* Written problem *
Repeat verbatim the portion of the password authentication text that begins with the words "Ed's original post" and ends with "on the server.)".

* Provided passage *

^^^^^^^^

Starting with the idea from Ed Avis in a slashdot post, I wasted a day thinking up
a password authentication method that would also defend against scam sites while
still avoiding a single point of failure by saving the passwords on the server.
Ed's original post is quoted below:
An HTML form could have a special control for password entry. Rather than sending
the whole password to the server when the form is submitted, the browser generates
a random salt and makes a hash of password+salt+current time. Then it sends the hash,
the salt chosen and the current time to the server, which can verify that the
password was correct. (This does however require the password to be kept in plain
text on the server.)
I am not a cryptographer so there may be some horrible flaw in the above scheme,
but I know there are ways to do this without sending your password to the server,
so you cannot accidentally give away your password to a phishing site. It seems
like the sort of basic and obvious thing that web browsers should support to improve security.
Using Ed's idea as a starting point, I've designed what I think is
a tight and workable solution. Although my system is much more complex than a simple
hash, it accounts for many more sophisticated attacks and thus is more of a completely
new idea than just a new trick. I mentioned Ed out of good sport since his post is what got me
thinking about the subject though.
1. Abstract
Scam sites are becomming increasingly popular these days. Deceiving people to enter their
personal information into a false website is becomming more of a shaddow business, and will
probably only get worse unless something is done about it. Furthermore, few technologies
today account for phishing since SSL only encrypts your data for the scammer to then unencrypt,
and other security authentication methods will not go into the realm of annoying the user and
thus are usually still easily mimiced. This paper outlines a method to not only give
servers the ability to authenticate a password without actually getting the password, but also
how to encrypt specified form elements in a way that render them unreadable to anyone who does
not already know the password. In layman's terms, The password and any other personal data is
unreadable to a server who does not already have the password to begin with,
rendering the data scam sites may receive into rubbish.

^^^^^^^^

* Entries supplied *
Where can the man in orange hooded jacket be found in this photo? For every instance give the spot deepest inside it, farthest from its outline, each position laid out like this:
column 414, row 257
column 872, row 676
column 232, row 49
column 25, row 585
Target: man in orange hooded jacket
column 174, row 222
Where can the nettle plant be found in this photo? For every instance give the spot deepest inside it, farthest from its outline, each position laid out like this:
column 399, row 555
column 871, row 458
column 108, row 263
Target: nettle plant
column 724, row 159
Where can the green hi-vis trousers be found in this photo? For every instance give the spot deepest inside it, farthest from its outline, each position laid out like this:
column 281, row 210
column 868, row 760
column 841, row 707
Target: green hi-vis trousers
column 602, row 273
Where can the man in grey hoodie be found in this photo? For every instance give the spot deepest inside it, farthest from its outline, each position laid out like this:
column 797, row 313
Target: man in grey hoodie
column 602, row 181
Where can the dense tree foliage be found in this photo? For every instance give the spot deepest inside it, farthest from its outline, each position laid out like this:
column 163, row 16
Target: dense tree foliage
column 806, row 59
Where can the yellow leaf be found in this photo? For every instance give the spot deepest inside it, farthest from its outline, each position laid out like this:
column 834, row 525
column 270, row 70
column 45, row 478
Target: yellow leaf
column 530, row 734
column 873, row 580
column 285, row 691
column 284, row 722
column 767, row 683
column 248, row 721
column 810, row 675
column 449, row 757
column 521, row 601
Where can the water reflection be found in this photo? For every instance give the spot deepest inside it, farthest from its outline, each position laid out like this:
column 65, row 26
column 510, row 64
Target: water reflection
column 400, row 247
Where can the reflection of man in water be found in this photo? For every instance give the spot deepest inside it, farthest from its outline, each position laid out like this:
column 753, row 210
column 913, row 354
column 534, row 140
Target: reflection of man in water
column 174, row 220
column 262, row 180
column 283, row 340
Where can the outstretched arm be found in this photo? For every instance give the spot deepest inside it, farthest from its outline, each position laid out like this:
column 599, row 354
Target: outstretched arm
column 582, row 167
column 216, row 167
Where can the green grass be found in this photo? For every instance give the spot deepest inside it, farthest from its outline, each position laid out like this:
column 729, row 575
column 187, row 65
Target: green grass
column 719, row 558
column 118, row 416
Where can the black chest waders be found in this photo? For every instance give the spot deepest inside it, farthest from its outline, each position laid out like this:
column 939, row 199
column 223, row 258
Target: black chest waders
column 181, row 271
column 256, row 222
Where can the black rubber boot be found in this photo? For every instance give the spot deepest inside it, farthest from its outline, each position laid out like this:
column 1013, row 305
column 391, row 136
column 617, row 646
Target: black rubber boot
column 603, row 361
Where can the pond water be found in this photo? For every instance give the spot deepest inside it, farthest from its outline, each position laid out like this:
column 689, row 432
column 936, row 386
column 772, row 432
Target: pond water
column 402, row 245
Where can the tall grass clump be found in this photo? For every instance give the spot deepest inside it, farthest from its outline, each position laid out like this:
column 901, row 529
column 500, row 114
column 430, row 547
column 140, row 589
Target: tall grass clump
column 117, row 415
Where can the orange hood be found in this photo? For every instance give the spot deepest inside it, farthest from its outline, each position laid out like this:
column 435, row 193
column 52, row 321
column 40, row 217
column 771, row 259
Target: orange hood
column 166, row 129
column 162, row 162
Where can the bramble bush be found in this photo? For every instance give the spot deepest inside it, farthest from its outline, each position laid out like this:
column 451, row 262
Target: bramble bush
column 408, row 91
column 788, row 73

^^^^^^^^

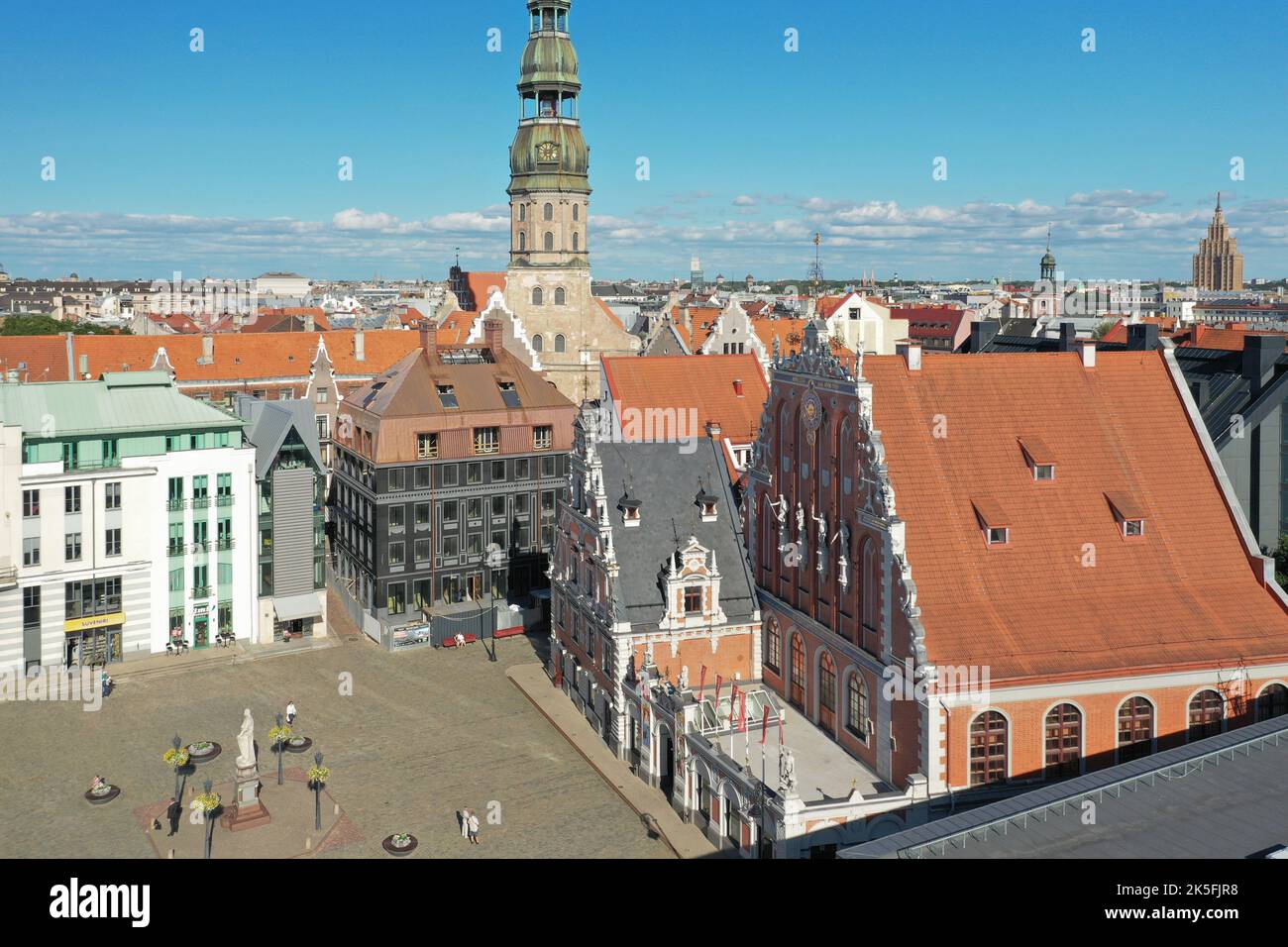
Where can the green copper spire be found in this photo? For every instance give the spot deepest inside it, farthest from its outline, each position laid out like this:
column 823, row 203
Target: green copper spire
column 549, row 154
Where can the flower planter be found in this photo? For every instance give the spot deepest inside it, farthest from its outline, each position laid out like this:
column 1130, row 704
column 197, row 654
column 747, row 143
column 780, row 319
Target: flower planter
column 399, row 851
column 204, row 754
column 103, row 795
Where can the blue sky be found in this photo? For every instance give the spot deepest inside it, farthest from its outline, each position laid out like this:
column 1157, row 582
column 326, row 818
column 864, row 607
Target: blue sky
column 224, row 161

^^^^^^^^

* Exercise result *
Ed's original post is quoted below:
An HTML form could have a special control for password entry. Rather than sending
the whole password to the server when the form is submitted, the browser generates
a random salt and makes a hash of password+salt+current time. Then it sends the hash,
the salt chosen and the current time to the server, which can verify that the
password was correct. (This does however require the password to be kept in plain
text on the server.)